- _OBJECTIVE_: Copy word for word the part of the rocker snowboard thread between "Rockers take getting" and "owns the hardpack/ice.", inclusive.

- _PASSAGE GIVEN_:

# I cant ride a ROCKER!



## mrpez (Jan 29, 2010)

thats strange that you wouldnt be able to get it. then again i basically learned on a banana-tech board so...


----------



## Guest (Feb 18, 2010)

Yeah, I'm not into steering from the middle as opposed to the end contacts points. It's good to hear other opinions on rocker that are similar to mine. I'm sure anyone could get used to rocker if they put the time in, but for me it takes more effort to gain control, which kind of defeats the purpose of rocker for me. And with all the different types of rocker coming and going, I don't want to get used to a board they stop making the next year...ie Custom V-Rocker.


----------



## jputtho2 (Jan 14, 2010)

I learned on a camber and then went to my K2 Parkstar (jibrocker just like your www). I was very comfy on a camber and then the first night out on the Parkstar it was like learning how to snowboard again. I spent the first hour and a half just getting comfy and then by the end of the night I had gotten almost back to where I was. HOWEVER and a BIG however, I had shitty bindings on the board the first night because I was waiting on my new bindings to come in where were '10 Flow NXT AT-SE's. The next day out on the new bindings hooooooooly shit the difference was immediate. I was 10x's more comfortable and everything was so precise. The NXT's I ride now are much more stiff (4.5/5 on the Flow rating) and I think that is one of the big reasons since the Parkstar (and the www) are a more flexy board, you need a stiffer binding to help transfer energy into control. The same exact thing for my buddy who made the switch to his NS Legacy-r coming from camber, his first night sucked till he received his new stiffer styled bindings and it was 10x's better.

Now, I looooove my setup. It's perfect and I'm progressing extremely fast on it. (typically pull of a new trick or two an outing)

Sooo, my suggestion now is to take a look at your bindings as they may be the reason why you are not liking your experience.


----------



## Leo (Nov 24, 2009)

Rockers take getting used to. I tried rockered boards for the first time this year when I demoed 2011 boards. Needless to say, it was pretty damn different.

I had similar problems that you are experiencing, but only on steeper and faster runs. This is where a lot of rockers suck. They just aren't meant for riding on hardpack/icey steeps. Rockers are great for freestyling and powder riding. Now, some rockers are combined with various tech to tackle those above mentioned issues. Mervin Boards (Lib Tech, GNU, Roxy, Rossignol) did a great job with combining some of their rocker boards with their Magnatraction. Magnatraction owns the hardpack/ice.

Another issue you need to consider is the height of the rocker. If you get a rockered park board, then the rocker will be higher which means it is harder to engage the edges. This is very useful for jibbers (rails, boxes, etc...), but absolutely sucks for all-mountain.

- _DATASET EXTRACT_:
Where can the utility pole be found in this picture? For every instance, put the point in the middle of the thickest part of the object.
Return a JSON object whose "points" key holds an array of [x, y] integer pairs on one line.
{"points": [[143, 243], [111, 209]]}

- _WRITTEN SOLUTION_:
Rockers take getting used to. I tried rockered boards for the first time this year when I demoed 2011 boards. Needless to say, it was pretty damn different.

I had similar problems that you are experiencing, but only on steeper and faster runs. This is where a lot of rockers suck. They just aren't meant for riding on hardpack/icey steeps. Rockers are great for freestyling and powder riding. Now, some rockers are combined with various tech to tackle those above mentioned issues. Mervin Boards (Lib Tech, GNU, Roxy, Rossignol) did a great job with combining some of their rocker boards with their Magnatraction. Magnatraction owns the hardpack/ice.